* Task item
Below are the entries; count how many lines contain the word "green" and reply with that number alone.

Referring expression grounding data
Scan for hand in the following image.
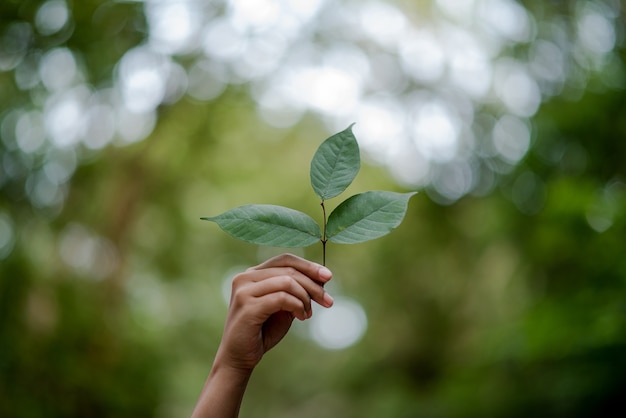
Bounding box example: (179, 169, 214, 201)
(191, 254, 334, 418)
(215, 253, 334, 372)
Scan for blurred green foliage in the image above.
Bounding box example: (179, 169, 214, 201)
(1, 1, 626, 417)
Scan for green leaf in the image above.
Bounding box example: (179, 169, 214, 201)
(310, 123, 360, 200)
(326, 191, 417, 244)
(202, 205, 321, 247)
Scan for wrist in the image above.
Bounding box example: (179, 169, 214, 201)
(213, 342, 258, 375)
(191, 356, 254, 418)
(209, 355, 254, 385)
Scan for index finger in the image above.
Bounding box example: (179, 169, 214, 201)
(250, 253, 333, 284)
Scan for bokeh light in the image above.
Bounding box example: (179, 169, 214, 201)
(35, 0, 70, 36)
(58, 223, 119, 280)
(2, 0, 622, 213)
(0, 212, 15, 259)
(309, 296, 368, 350)
(2, 1, 626, 416)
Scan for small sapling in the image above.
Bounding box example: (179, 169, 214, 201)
(202, 124, 416, 265)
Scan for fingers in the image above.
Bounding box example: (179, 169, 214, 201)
(230, 277, 310, 321)
(253, 291, 309, 321)
(230, 254, 335, 322)
(242, 254, 334, 308)
(250, 253, 333, 286)
(247, 275, 314, 318)
(241, 267, 332, 309)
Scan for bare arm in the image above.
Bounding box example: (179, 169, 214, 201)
(191, 254, 334, 418)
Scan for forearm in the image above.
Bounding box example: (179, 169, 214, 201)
(191, 360, 253, 418)
(191, 255, 333, 417)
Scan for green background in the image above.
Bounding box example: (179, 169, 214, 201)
(1, 1, 625, 417)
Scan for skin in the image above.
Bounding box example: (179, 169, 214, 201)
(191, 253, 334, 418)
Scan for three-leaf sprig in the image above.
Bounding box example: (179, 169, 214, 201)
(202, 124, 416, 265)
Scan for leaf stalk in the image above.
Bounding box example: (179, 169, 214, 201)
(321, 200, 327, 266)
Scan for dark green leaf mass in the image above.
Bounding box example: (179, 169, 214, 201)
(310, 123, 360, 200)
(326, 191, 417, 244)
(202, 204, 321, 247)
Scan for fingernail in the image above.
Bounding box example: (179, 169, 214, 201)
(319, 266, 332, 280)
(323, 291, 334, 307)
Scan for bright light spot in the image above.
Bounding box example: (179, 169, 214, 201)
(412, 101, 460, 162)
(83, 102, 116, 150)
(444, 28, 492, 98)
(255, 86, 304, 128)
(494, 60, 541, 117)
(147, 1, 199, 54)
(478, 0, 532, 42)
(529, 40, 565, 83)
(283, 0, 325, 21)
(116, 108, 156, 145)
(230, 0, 281, 31)
(310, 297, 367, 350)
(0, 212, 15, 259)
(399, 30, 445, 83)
(203, 18, 247, 61)
(15, 111, 46, 153)
(586, 181, 624, 232)
(323, 44, 370, 84)
(436, 0, 476, 23)
(162, 61, 188, 104)
(43, 148, 77, 185)
(451, 51, 491, 98)
(7, 0, 613, 208)
(586, 205, 613, 232)
(492, 114, 530, 163)
(26, 171, 65, 208)
(35, 0, 69, 36)
(364, 52, 406, 93)
(14, 54, 41, 90)
(577, 5, 615, 55)
(119, 46, 170, 112)
(44, 91, 85, 147)
(128, 273, 172, 328)
(431, 159, 475, 202)
(1, 111, 20, 151)
(39, 48, 77, 91)
(293, 67, 360, 116)
(353, 97, 405, 164)
(359, 1, 408, 48)
(58, 223, 119, 279)
(388, 144, 431, 189)
(187, 60, 227, 102)
(221, 266, 250, 305)
(234, 34, 287, 80)
(0, 22, 32, 72)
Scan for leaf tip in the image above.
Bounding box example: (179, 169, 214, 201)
(343, 122, 357, 137)
(405, 191, 419, 204)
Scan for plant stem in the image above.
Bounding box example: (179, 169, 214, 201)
(320, 200, 327, 266)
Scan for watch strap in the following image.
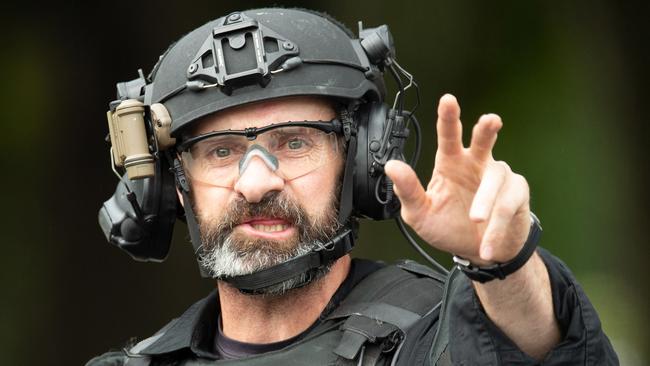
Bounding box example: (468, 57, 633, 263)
(453, 212, 542, 283)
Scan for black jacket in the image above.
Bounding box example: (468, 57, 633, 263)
(87, 248, 618, 365)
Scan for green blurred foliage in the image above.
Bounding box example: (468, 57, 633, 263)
(0, 0, 647, 364)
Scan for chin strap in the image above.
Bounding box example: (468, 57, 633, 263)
(223, 228, 355, 293)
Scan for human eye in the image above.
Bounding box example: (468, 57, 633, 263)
(211, 146, 232, 158)
(287, 137, 307, 150)
(277, 130, 314, 154)
(196, 137, 244, 165)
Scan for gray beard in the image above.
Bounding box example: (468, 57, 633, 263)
(197, 191, 340, 295)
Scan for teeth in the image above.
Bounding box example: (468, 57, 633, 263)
(252, 224, 287, 232)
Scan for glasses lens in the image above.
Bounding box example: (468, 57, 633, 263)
(181, 125, 340, 187)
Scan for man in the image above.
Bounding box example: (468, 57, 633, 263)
(90, 8, 618, 365)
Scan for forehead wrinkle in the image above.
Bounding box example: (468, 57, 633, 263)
(191, 97, 336, 135)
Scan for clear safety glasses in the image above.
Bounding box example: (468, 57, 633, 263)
(177, 120, 344, 188)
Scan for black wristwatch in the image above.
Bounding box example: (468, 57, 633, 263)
(452, 212, 542, 283)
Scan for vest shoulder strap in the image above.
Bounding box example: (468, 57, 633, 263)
(322, 260, 446, 365)
(429, 267, 465, 366)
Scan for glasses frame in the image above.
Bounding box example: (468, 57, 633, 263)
(176, 119, 344, 152)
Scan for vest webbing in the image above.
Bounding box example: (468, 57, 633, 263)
(124, 260, 453, 366)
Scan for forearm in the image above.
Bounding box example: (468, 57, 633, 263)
(473, 251, 561, 360)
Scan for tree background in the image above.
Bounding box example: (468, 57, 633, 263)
(0, 0, 647, 364)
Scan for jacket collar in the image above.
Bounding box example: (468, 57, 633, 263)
(132, 258, 383, 359)
(137, 290, 221, 359)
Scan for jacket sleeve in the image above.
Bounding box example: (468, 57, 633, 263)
(440, 247, 619, 365)
(85, 351, 126, 366)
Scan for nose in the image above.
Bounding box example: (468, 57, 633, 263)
(233, 156, 285, 203)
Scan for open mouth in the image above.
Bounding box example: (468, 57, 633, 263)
(250, 223, 289, 232)
(237, 217, 296, 239)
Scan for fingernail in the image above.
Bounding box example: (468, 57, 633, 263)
(481, 245, 493, 260)
(470, 209, 487, 222)
(441, 93, 456, 103)
(485, 114, 502, 129)
(384, 160, 397, 175)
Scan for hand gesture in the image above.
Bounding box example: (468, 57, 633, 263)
(385, 94, 531, 265)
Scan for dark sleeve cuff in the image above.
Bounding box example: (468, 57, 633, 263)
(85, 351, 126, 366)
(445, 247, 619, 365)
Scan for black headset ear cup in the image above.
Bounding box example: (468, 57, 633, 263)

* Response to this exercise
5